##### Vorliegender Text #####

Da eine kleinere Zahl altniederländischer Texte überliefert wurde, lassen sich nur von vereinzelten Substantiven wie dag (‚Tag‘), berg (‚Berg‘), *himil (‚Himmel‘) usw., die wohl aus diesem Grund häufig in der sekundären Literatur zitiert werden, mehr oder weniger vollständige Paradigmen zum Kasus aufstellen.

Maskulinum
a-Stämme
dag (‚Tag‘)
Sing. Plur.
Nom. dach, dag daga
Gen. dages, dagis *dago
Dat. dag, daga, dage dagen, dagon, tagen
Akk. dach, dag, thac dag, daga, dage, tage

In Texten wie Williram kommt a in unbetonten Silben gelegentlich an Stelle von e, vgl. berg:

berg (‚Berg‘)
Sing. Plur.
Nom. berg, bergh berga
Gen. bergas bergo, berge
Dat. bergo, berge bergan, bergon
Akk. berg berga, berge

Andere anl. mask. Substantive kennen eine Flexion, die jener des Wortes dag ähnelt, vgl.

himil (,Himmel‘)
Sing. Plur.
Nom. *himil himela, himele
Gen. himeles *himelo
Dat. himele, himili, himolo himelen, himelon
Akk. himel himila

In der Deklination ähneln sich die Substantive der ja- und wa-Stämme, so in Bezug auf die -s- Endung im Genitiv Sing., vgl. das zu den ja-Stämmen zählende rugis in in afrista rugis iro an bleike goldis (‚und der hintere Teil ihrer Rücken in der gelben Farbe des Goldes‘ WPS 1, 67, 14) und das zu den wa-, ursprünglich wi-Stämmen gehörende seuues in Ic quam an diopi seuues (‚Ich kam in der Tiefe des Sees‘ WPS i, 68, 3). In Bildungen ohne Flexion besitzen sie noch/i/oder/e/, vgl. mnl. dille (‚Dill‘). Substantive wie lewo (‚Löwe‘) weisen Relikte des wa-Stammes auf wie lewon in mith grimme also thie pardi ande thie lewon (‚mit Wut wie die Panther und Löwen‘ LWR 62, 17).

#####

## Zu erledigen
A. Beantworte zum Text über die altniederländische Deklination:
(i) Welche drei Substantive nennt er namentlich als Beispiele, für die sich mehr oder weniger vollständige Paradigmen aufstellen lassen?
(ii) In welchem Text kommt laut ihm a in unbetonten Silben gelegentlich an Stelle von e vor?
(iii) In Bezug auf welche Endung im Genitiv Singular ähneln sich die ja- und wa-Stämme?
B. Setze bitte den Text über die altniederländische Deklination nach seinem letzten Satz fort.
Die Einträge danach sind eigenständiges Material und gehören nicht zum Text.

##### Gegebene Daten #####

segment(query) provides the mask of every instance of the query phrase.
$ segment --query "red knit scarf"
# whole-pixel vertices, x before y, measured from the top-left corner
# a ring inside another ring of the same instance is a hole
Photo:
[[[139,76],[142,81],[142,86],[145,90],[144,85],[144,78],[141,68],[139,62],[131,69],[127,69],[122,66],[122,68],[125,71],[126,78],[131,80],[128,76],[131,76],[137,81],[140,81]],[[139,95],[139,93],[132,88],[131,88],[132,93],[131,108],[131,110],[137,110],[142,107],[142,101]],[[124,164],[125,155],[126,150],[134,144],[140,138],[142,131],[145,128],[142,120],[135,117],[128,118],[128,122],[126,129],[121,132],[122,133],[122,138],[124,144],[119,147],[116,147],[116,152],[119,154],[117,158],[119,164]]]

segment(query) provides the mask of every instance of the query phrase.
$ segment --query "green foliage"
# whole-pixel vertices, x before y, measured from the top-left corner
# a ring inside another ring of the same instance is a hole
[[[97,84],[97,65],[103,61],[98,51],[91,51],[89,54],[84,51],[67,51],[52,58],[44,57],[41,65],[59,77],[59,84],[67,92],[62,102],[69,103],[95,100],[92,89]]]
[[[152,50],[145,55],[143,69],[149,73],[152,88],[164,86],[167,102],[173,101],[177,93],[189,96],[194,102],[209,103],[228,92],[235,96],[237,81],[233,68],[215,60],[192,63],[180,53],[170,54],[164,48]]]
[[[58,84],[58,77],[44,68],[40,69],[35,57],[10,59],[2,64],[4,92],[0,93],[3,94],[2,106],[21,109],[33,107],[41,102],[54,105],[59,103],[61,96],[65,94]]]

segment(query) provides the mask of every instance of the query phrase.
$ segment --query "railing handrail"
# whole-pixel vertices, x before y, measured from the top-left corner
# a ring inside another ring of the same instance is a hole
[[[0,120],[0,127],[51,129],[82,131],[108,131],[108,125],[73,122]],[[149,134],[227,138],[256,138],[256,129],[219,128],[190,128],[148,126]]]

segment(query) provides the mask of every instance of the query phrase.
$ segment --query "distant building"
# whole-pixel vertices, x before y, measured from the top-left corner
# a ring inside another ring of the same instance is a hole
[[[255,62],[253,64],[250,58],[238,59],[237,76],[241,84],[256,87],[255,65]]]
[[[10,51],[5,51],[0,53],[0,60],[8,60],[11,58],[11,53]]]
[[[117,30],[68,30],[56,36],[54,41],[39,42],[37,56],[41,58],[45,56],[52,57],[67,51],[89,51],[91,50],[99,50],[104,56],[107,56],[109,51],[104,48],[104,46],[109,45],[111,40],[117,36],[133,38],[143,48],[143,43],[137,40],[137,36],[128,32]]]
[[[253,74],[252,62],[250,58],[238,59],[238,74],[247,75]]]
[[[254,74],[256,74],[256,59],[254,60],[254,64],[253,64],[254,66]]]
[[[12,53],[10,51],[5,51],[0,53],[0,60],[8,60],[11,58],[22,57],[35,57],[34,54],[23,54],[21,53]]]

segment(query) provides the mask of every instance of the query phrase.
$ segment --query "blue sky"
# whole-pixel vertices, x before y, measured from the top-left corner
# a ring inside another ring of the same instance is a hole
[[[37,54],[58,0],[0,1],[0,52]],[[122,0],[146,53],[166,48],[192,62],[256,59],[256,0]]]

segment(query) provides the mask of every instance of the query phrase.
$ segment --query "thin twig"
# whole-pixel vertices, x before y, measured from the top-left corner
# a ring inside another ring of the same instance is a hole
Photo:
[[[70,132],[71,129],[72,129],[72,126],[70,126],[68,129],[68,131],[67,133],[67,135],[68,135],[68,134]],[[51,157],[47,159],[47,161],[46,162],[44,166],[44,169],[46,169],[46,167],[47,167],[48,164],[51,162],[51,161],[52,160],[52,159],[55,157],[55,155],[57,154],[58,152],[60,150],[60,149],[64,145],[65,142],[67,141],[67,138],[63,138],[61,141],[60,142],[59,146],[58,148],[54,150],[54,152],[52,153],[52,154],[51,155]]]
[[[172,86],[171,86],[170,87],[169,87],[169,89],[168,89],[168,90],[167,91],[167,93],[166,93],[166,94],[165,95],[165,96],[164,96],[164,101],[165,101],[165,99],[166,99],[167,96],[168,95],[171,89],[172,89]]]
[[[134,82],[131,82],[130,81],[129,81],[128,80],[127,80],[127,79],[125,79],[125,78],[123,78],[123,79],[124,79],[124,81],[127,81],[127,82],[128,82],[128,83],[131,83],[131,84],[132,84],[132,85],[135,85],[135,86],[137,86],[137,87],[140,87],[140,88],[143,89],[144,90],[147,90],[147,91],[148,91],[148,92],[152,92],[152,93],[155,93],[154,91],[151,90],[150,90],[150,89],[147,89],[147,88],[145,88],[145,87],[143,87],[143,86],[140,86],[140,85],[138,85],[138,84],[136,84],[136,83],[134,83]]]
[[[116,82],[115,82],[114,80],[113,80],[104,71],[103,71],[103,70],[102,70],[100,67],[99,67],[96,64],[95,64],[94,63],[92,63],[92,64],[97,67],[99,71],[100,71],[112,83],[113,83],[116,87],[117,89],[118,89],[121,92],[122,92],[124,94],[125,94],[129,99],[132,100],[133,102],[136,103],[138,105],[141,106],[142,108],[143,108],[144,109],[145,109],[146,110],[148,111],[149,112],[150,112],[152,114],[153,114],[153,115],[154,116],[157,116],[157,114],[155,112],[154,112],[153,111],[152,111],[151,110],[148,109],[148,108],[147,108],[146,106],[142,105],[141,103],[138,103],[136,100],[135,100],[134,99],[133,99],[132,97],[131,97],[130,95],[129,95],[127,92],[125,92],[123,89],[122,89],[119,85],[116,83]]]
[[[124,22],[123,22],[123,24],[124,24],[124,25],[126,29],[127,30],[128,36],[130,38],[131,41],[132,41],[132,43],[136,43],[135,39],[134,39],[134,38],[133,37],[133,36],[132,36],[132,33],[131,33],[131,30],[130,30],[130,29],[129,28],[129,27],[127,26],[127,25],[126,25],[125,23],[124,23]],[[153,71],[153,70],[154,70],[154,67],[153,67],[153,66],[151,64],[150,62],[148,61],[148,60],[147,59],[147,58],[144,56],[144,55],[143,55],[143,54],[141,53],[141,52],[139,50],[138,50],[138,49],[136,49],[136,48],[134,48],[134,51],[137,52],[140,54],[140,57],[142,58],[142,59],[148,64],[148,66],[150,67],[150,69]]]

#####

## Antworten
A.
(i) dag (‚Tag‘), berg (‚Berg‘) und *himil (‚Himmel‘)
(ii) Williram
(iii) die -s- Endung

B.
i-Stämme
*liut (‚Leute‘)
Sing. Plur.
Nom. *liut liude, livte, luide
Gen. liudes liude, lute
Dat. liude liuden
Akk. liud liude

Bei den i-Stämmen erscheint die ursprüngliche Flexion als -i oder -e nach mask. langsilbigen Stämmen im Nom. und Akk. Plur., vgl. liude (‚Leute‘) in thes minnede her uuele liude (‚deswegen liebte er schlechte Menschen‘ MRB a, 340). Von der alten Flexion finden sich nach kurzsilbigen Stämmen vereinzelte anl. Zeugen, so in suli (‚Säule‘), vgl. Suli. Columnas (‚Säule‘ WPS 74, 4).

n-Stämme
*likhamo (‚Körper‘)
Sing. Plur.
Nom. *likhamo lichamen, lichnamen
Gen. lichamon, lichnamen *lichamono
Dat. lichnamen lichamen
Akk. lichamo, lichamon lichamon

Die sog. schwache Deklination dieser n-Stämme kennt abgesehen von Nom. Sing. in sämtlichen Kasus -n; die Form lichnamen, die das ONW als Nom. Sing. aufführt, weicht folglich hiervon ab.

Sonstige Deklinationen

Die überlieferten Formen, die zu den sonstigen Deklinationen zu rechnen sind, haben sich häufig an die Beugung von u.a. a- oder n- Stämmen angepasst, so verloren ursprünglich kurzsilbige u-Stämme wie *frithu (‚Frieden‘) u im Auslaut und kennen im Sing. Akk. Formen wie fritho, frithe oder uriden.

Femininum
o-Stämme
Sing. Plur.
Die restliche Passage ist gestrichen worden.